Natural-language object grounding data
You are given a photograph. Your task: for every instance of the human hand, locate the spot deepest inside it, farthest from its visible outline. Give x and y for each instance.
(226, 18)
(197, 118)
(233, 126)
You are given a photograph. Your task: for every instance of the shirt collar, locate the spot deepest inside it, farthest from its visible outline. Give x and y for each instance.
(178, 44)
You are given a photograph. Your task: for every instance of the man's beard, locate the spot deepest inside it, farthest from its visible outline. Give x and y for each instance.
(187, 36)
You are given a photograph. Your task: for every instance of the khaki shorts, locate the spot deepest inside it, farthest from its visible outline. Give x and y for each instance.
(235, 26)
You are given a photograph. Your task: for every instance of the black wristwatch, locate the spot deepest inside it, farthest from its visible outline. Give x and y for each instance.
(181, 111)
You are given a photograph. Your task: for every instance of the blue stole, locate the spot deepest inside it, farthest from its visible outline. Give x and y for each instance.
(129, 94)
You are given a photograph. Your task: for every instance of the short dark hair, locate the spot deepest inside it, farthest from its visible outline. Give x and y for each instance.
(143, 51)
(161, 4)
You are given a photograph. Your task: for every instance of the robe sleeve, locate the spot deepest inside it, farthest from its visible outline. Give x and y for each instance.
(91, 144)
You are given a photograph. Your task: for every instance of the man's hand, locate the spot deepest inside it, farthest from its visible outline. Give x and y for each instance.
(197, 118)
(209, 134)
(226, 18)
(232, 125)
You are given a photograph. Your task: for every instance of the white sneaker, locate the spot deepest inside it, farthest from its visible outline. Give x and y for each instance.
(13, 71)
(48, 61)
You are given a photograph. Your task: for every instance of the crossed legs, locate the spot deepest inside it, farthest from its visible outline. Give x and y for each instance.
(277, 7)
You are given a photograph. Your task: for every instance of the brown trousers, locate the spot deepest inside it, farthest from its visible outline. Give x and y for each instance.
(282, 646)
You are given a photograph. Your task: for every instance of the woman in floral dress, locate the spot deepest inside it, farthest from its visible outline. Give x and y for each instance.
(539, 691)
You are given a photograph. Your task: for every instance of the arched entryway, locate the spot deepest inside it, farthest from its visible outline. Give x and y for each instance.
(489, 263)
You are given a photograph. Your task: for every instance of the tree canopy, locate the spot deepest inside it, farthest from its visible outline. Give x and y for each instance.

# [Problem to work on]
Retype all of the records so that every line matches the original exactly.

# [Your solution]
You are given a photograph. Your task: for every instance of the human hand, locate the spot deepest inside it, farthest from its visible outline. Give x and y for each instance.
(226, 18)
(197, 118)
(233, 126)
You are given a photograph. Your task: for every instance of the shirt collar, locate the spot deepest inside it, farthest from its visible outline. Give x and y for each instance.
(178, 44)
You are given a photograph. Your task: for every instance of the man's beard, locate the spot deepest inside it, farthest from its visible outline. Give x and y for each instance.
(187, 36)
You are given a photograph. Your task: for every instance of the khaki shorts, locate the spot deepest inside it, farthest from its visible outline. Give x and y for each instance.
(235, 26)
You are given a photograph. Your task: for every instance of the black wristwatch, locate the spot deepest inside it, farthest from its visible outline. Give x and y for each instance.
(181, 111)
You are given a photograph. Your task: for every instance of the blue stole, locate the spot deepest inside it, farthest from its visible outline. Give x and y for each instance.
(129, 94)
You are given a photograph. Your task: for every instance of the short dark hair, locate the spot deepest inside it, farthest from its visible outline. Give x and y for each instance.
(143, 51)
(161, 4)
You are given a photograph. Your task: for every instance of the robe sleeve, locate the spot deepest inside it, farthest from its visible outline. Give x and y for each instance.
(91, 144)
You are given a photograph. Your task: for every instance of the man's hand, locate the spot deepest inside it, farthest from its visible outline. Give x and y for each instance.
(197, 118)
(209, 134)
(226, 18)
(232, 125)
You are given a photograph. Your task: for every instance of the white sneaker, locate the spot deepest inside it, farthest from its visible outline. Give x and y for each instance.
(13, 71)
(48, 61)
You are given a photograph. Your task: for every instance of the crossed legs, locate the spot deepest inside it, farthest from its visible outline. Give x and y for each instance.
(277, 7)
You are given a photograph. Your task: for every instance of the brown trousers, locate the spot deepest inside it, farthest from its visible outline. Give x and y for each instance.
(282, 646)
You are given a photograph. Your task: for every instance of the woman in floral dress, locate the spot deepest inside it, farthest from its visible outline. Give x and y for each instance.
(539, 691)
You are given a photograph. Your task: for every instance of the arched entryway, locate the spot deepest inside it, farthest from its visible outline. Give x and y for each instance.
(489, 263)
You are given a photograph. Your task: for every instance of the tree canopy, locate the spot deepest inside it, farthest from its visible outline. Give x and y for each instance.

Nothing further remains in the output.